Assigned task: Your answer must consist of exactly the lines below, starting with the line with "Which pixel sits on the drainpipe" and going on through the line with "Which pixel sits on the window", and nothing else.

START Data shown

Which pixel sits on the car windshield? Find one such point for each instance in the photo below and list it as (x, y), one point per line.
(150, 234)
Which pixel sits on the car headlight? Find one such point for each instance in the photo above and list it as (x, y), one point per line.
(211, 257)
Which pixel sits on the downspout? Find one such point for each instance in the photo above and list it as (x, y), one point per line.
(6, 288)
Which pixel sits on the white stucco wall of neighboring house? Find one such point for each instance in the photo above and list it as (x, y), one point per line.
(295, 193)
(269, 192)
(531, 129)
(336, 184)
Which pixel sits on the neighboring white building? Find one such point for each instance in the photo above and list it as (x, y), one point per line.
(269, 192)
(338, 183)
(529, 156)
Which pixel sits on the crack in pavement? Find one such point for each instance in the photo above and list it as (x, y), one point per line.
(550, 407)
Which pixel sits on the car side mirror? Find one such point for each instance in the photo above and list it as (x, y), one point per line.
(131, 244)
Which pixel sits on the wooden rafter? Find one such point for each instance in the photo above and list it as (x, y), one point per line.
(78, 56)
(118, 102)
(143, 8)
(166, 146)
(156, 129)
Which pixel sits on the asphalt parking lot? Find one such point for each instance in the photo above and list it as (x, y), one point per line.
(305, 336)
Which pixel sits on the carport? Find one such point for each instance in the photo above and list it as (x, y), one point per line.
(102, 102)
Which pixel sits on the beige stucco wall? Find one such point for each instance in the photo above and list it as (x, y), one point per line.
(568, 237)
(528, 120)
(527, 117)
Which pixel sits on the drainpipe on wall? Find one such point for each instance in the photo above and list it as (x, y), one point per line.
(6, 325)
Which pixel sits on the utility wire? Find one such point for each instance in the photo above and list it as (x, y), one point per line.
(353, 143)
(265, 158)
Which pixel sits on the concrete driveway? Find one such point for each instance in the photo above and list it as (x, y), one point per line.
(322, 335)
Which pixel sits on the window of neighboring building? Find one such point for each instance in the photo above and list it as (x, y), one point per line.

END Data shown
START Data shown

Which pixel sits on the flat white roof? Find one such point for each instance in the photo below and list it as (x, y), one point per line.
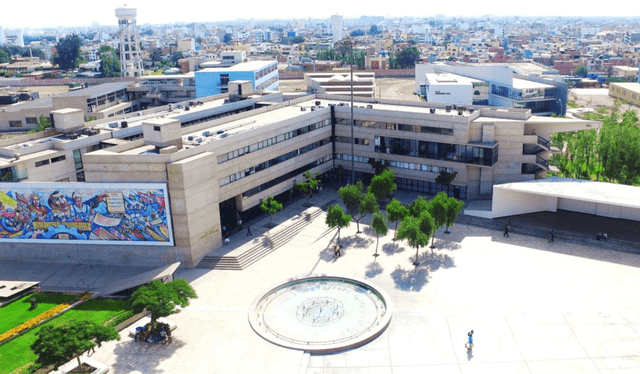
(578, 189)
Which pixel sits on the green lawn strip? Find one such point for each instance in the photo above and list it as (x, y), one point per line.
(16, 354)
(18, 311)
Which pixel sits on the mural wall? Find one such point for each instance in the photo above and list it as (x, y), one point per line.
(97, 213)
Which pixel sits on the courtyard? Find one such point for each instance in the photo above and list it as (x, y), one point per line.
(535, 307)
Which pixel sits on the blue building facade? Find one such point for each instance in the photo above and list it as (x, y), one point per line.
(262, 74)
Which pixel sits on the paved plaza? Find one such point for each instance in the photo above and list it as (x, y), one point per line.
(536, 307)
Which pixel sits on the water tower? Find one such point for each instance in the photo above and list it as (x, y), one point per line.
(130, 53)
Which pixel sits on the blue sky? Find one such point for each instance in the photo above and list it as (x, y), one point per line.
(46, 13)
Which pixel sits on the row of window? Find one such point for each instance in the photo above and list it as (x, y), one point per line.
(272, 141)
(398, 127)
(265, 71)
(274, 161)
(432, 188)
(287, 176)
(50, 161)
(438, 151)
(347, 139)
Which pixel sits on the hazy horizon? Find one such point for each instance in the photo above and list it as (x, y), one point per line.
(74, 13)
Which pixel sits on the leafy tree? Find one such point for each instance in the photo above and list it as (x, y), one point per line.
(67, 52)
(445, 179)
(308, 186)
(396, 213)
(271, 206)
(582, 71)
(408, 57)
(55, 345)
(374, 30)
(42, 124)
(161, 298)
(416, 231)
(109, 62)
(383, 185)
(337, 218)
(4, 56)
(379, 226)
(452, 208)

END Data shown

Answer to this exercise:
Which pixel sits on the drainpipe on wall? Find one such point for each instance in the photo above and list it as (x, y), one point per line.
(6, 325)
Which pixel sits on the utility wire? Find one such point for each instance in the photo above and list it as (x, y), one point per line.
(353, 143)
(265, 158)
Which pixel sits on the concrete driveway? Find one such point for each instance in the photo above and list it as (x, y), one point per line.
(322, 335)
Which pixel sits on the window of neighboring building? Find one such point for each instance in the photo above and list it as (x, y), one point per line.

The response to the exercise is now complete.